EXERCISE INSTRUCTIONS:
Could you copy, word for word, only the lines from the one containing "Pick out one point on every instance of the building" through the last line of the records below, both included?

Source data:
※

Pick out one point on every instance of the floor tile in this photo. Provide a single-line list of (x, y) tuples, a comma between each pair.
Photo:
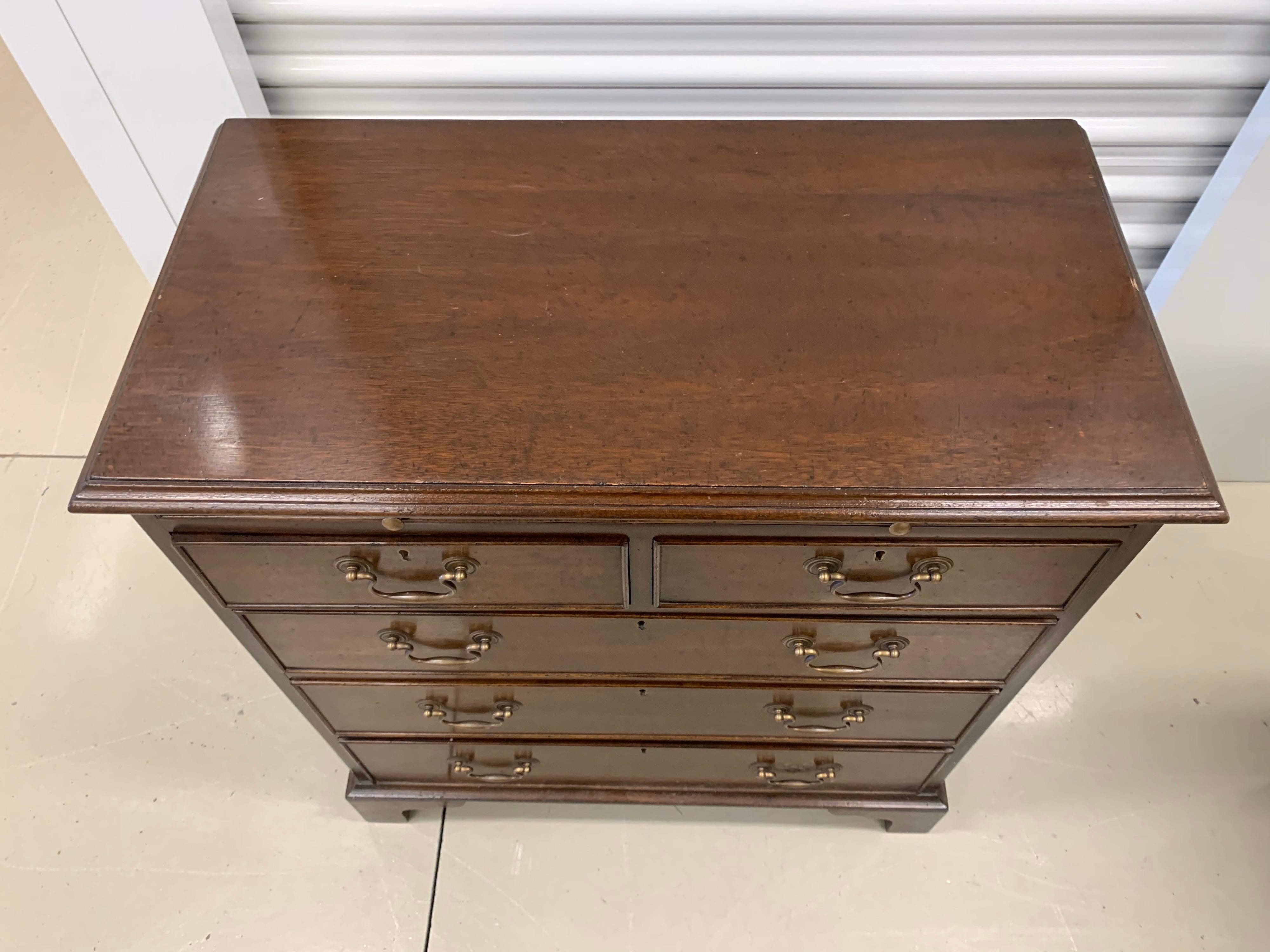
[(1123, 803), (72, 295), (157, 790), (21, 484)]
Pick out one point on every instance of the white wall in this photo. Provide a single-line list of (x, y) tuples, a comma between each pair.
[(137, 88), (1217, 326)]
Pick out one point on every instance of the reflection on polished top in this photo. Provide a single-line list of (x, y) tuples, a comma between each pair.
[(830, 321)]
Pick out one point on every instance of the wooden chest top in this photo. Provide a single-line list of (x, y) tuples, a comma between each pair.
[(779, 321)]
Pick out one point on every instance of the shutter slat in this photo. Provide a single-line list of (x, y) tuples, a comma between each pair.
[(1161, 87)]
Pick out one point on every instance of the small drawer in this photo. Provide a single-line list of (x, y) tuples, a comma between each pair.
[(881, 577), (740, 769), (529, 710), (650, 645), (413, 572)]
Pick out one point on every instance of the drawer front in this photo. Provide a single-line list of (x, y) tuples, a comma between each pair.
[(645, 713), (756, 648), (485, 765), (554, 572), (874, 577)]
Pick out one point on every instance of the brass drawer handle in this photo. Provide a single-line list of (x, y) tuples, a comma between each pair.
[(478, 644), (829, 571), (464, 769), (455, 571), (504, 711), (824, 775), (784, 714), (803, 648)]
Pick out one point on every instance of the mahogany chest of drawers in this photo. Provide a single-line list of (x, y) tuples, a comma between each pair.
[(664, 463)]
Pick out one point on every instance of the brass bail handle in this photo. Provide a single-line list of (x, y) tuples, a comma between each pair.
[(454, 572), (504, 711), (478, 644), (464, 769), (886, 649), (824, 774), (829, 571), (784, 715)]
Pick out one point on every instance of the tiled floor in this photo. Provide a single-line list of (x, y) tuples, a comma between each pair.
[(157, 793)]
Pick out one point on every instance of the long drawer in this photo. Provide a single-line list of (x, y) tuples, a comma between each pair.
[(584, 571), (488, 765), (756, 648), (530, 710), (798, 573)]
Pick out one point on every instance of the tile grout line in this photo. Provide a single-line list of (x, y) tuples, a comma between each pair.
[(436, 875)]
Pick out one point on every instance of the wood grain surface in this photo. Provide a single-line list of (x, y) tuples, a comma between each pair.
[(690, 308)]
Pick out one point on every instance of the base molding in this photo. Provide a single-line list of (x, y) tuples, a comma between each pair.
[(396, 803)]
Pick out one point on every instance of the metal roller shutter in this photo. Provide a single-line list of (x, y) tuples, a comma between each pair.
[(1161, 87)]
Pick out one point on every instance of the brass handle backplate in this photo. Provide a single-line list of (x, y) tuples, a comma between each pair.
[(478, 644), (805, 648), (504, 711), (454, 572), (464, 769), (853, 714), (820, 774), (829, 571)]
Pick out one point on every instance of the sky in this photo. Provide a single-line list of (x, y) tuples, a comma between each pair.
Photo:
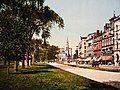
[(81, 17)]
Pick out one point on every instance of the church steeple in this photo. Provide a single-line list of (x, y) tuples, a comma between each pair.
[(67, 45), (114, 14)]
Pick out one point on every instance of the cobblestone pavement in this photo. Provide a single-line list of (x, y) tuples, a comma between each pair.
[(110, 78)]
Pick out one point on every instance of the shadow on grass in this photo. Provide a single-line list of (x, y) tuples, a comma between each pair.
[(113, 83), (46, 67), (32, 72)]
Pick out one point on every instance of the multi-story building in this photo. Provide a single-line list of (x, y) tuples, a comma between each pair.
[(116, 26), (82, 47), (65, 53), (97, 44), (107, 44), (89, 41)]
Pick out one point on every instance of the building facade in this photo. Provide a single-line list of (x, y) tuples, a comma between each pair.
[(89, 43), (116, 21), (108, 44), (97, 44), (82, 47)]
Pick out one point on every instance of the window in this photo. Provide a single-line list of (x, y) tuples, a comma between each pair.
[(117, 44), (116, 27), (116, 35)]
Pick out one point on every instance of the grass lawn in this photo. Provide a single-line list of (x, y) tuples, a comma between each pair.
[(46, 77)]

※

YOUR RESPONSE:
Pick out one point on every instance of the building facade in this photo. Provide a single-line list of (x, y) tuples, a comma between each pair.
[(89, 43), (116, 21), (108, 44), (97, 44), (82, 47)]
Pick out one point on every instance of the window in this photo. Provide a single-line list of (x, y) tuples, a comma between each pair.
[(117, 44), (116, 27), (116, 35)]
Pick out one point on every instance of the grass lawn in this photo. Provide a single-line list of (x, y) tuples, a comma between each pair.
[(46, 77)]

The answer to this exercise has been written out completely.